Data listing

┄┄┄┄┄┄

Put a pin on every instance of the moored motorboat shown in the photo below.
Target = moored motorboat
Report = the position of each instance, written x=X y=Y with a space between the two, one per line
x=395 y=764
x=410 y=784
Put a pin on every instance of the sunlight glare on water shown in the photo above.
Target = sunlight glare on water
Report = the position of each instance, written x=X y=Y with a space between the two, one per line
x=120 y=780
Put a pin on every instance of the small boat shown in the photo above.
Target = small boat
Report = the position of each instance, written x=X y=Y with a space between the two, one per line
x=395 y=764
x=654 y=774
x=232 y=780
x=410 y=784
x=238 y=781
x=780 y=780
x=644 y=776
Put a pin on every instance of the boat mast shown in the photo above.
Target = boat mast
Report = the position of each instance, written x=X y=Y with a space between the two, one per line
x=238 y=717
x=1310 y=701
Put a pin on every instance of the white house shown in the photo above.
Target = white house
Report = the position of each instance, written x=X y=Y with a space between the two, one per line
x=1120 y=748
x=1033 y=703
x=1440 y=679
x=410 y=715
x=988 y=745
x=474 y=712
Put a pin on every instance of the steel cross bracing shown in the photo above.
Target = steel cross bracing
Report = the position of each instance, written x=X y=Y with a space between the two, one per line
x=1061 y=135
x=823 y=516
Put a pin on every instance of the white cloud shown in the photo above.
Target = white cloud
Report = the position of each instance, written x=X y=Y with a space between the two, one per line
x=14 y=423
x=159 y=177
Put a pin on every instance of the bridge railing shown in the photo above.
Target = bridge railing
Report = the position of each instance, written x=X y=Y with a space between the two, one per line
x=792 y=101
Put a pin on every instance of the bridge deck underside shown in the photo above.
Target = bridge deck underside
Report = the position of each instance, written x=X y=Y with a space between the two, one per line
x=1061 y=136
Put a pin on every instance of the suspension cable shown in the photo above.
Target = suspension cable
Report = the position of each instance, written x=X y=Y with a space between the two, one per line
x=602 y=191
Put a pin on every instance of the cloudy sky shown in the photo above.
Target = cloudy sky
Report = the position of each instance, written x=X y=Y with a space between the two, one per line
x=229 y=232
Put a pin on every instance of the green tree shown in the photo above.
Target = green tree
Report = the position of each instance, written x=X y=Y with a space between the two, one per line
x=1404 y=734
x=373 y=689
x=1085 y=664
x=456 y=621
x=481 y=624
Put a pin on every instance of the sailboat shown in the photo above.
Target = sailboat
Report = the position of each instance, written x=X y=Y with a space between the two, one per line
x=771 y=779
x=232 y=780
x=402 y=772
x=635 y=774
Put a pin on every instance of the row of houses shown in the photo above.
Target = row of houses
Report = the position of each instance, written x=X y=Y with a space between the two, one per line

┄┄┄┄┄┄

• [Task requirements]
Reproduce every one of the records above verbatim, line by line, with no changes.

• [Result of this task]
Put a pin on every instance of the moored motorboat shown in the photo below.
Target = moored motorboat
Report = the position of each instance, written x=X y=Y with a space between the two, one per line
x=395 y=764
x=410 y=784
Put a pin on every instance of the sunlight glare on water shown in the photo above.
Target = sunlight glare on water
Report = the position of each instance, written x=X y=Y with a space between the two, one per line
x=120 y=780
Put a pin on every instance of the small boat shown in the photo above.
Target = small boat
Report = the position of each instance, written x=X y=Y with a space between the two, one per line
x=395 y=764
x=654 y=774
x=232 y=780
x=410 y=784
x=238 y=781
x=780 y=780
x=644 y=776
Put a pin on every instance of the boat mast shown in the photo above.
Target = boat mast
Report = the position of each instance, written x=X y=Y with a space between the two, one per line
x=238 y=717
x=1310 y=701
Put a pin on every instance of the white house shown in the photo above.
Target = white house
Report = the position of each instance, written x=X y=Y with a space between the two, one per line
x=1120 y=748
x=1033 y=703
x=1440 y=679
x=410 y=715
x=988 y=745
x=474 y=712
Put a pin on every instance of the steel cross bracing shown in the photo above.
Target = steel cross bracing
Report = the position of each instance, written x=X y=Y with a space between the two, one per line
x=1061 y=135
x=823 y=516
Put a pin on every instance of the white cloud shown in the photo above.
Target = white cloud
Report = the position of each instance, written x=X y=Y with a space between the two, one per line
x=14 y=423
x=159 y=177
Put a pin on every instance of the bridge railing shown in the photo above.
Target = bridge railing
Report = the position of each instance, written x=X y=Y with a space between the two, one per line
x=792 y=101
Put a pin on every instance of the bridge deck underside shown in the photo above.
Target = bridge deck underside
Report = the position of each instance, written x=X y=Y with a space between the two, one per line
x=1061 y=136
Put a pin on every instance of the suspension cable shown in the photo above.
Target = suspension cable
Report = the position of each instance, written x=X y=Y with a space between the two, one per line
x=602 y=191
Put a pin on every instance of the cloudy sky shown in the photo above.
Target = cloudy sky
Report = the position of each instance, written x=X y=Y with a space between the two, one per line
x=229 y=232
Put a pin on every instance of the green tree shown in the photo above.
Target = green tree
Report = the position of each instance, written x=X y=Y with a space between the two, one per line
x=1404 y=734
x=373 y=689
x=1085 y=664
x=456 y=621
x=481 y=624
Put a pin on every instance of the sailboat shown in the photo above.
Target = sailboat
Report = the position of each instance, written x=X y=Y with a space between the two, one per line
x=771 y=779
x=232 y=780
x=402 y=772
x=635 y=774
Put a pin on every instance of the row of houses shown in the photo above.
Target = row of houses
Report = the position of each instance, written x=X y=Y with a space between the two, one per line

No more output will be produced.